Written problem 1: List every line in the records that contains the string "pink", matching case exactly.

Source excerpt:
==================================================
Later in the evening, when Silber's defeat was apparent to all, I faced an especially hostile partisan. Standing with a reporter's notebook in hand, I was speaking quietly with a Harvard Silber supporter, waiting for the defeated candidate to appear onstage and deliver his concession speech.

"Hey," called a voice from behind me. "You don't care what happens. You journalists just want a fucking story." The story he referred to, I responded, was actally taking place in the weld camp across the street.

"This is my life here," he howled, pointing to the still-vacant stage. "And you don't give a damn."

Finally, several security guards overheard his shouting, and, signalling to one another, closed in on us. Our "conversation" ended abruptly.

SUCH incidents leave one with the troubling doubt: Was the anti-media fervor of silber followers based on a rational and well-considered critique of campaign coverage? Or was it, instead, an unthinking monkey-see-monkey-do mimicking of Silber's anti-press tirades?

The answer is a combination of both. Some clear-thinking Silberites were genuinely disappointed by what they perceived to be the media's lack of emphasis on the substantive issues; others like those at the election-night "party" (not drunk, by all indications) objected to the media with no rational grounds for doing so.
==================================================
Record list:
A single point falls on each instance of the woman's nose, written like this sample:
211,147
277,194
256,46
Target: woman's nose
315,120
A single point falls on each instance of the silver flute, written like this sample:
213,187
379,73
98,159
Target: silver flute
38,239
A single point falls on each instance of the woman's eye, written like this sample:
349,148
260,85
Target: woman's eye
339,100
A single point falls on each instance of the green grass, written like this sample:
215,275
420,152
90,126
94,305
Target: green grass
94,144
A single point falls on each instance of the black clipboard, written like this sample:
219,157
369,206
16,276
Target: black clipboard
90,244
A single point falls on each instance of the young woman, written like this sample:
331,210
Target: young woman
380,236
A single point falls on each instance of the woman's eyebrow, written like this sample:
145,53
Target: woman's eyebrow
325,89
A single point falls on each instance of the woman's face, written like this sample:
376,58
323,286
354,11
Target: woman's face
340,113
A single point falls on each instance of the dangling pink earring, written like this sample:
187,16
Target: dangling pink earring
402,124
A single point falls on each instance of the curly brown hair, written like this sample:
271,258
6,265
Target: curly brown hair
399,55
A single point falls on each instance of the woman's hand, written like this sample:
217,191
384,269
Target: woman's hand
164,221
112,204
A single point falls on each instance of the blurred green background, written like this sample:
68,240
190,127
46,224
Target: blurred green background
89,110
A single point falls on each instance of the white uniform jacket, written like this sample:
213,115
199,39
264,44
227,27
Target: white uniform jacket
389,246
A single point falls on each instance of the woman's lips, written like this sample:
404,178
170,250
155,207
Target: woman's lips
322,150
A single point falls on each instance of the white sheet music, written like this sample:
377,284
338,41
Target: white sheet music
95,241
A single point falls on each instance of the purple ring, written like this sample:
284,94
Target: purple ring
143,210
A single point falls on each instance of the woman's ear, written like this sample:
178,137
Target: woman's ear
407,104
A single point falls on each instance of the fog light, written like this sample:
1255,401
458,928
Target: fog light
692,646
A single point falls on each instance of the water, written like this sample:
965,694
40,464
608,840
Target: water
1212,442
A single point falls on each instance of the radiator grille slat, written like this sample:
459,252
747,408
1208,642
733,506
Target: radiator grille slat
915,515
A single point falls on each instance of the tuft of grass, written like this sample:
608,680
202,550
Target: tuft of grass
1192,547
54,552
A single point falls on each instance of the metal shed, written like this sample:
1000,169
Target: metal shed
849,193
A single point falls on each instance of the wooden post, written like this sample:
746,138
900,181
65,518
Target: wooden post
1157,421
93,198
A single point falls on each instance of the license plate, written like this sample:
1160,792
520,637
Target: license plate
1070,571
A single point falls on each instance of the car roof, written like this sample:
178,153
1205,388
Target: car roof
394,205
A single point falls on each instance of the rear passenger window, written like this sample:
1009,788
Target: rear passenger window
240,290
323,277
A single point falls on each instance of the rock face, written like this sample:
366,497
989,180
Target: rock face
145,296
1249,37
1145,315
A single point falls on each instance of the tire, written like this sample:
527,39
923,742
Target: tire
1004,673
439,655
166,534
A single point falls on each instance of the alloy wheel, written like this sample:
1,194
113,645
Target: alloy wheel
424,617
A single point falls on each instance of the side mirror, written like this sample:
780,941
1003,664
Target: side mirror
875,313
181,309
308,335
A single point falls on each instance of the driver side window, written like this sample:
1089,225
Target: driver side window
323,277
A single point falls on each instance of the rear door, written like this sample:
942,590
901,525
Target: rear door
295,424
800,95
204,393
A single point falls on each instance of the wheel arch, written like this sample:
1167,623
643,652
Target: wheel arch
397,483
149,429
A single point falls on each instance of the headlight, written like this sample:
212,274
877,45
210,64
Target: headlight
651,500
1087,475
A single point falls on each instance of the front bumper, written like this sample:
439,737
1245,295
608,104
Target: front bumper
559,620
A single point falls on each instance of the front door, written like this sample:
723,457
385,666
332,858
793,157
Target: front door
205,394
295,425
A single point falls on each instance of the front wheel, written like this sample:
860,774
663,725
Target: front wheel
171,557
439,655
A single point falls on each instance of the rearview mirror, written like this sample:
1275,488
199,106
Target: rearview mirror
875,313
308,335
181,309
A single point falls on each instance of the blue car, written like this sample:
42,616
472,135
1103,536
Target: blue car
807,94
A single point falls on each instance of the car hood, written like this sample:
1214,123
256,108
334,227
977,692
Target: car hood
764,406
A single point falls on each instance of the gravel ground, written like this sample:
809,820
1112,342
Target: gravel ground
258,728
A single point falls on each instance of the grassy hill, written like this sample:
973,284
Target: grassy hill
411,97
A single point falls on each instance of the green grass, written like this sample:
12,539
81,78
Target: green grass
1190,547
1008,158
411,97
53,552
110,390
==================================================
Written problem 2:
Answer these questions from the excerpt about the Silber campaign:
(a) What was the writer holding while talking with the Harvard Silber supporter?
(b) Where did the writer say the story was actually taking place?
(c) Who closed in after overhearing the shouting?

Task result 1:
A single point falls on each instance of the dangling pink earring, written like this sample:
Target: dangling pink earring

Task result 2:
(a) A reporter's notebook.
(b) In the Weld camp across the street.
(c) Several security guards.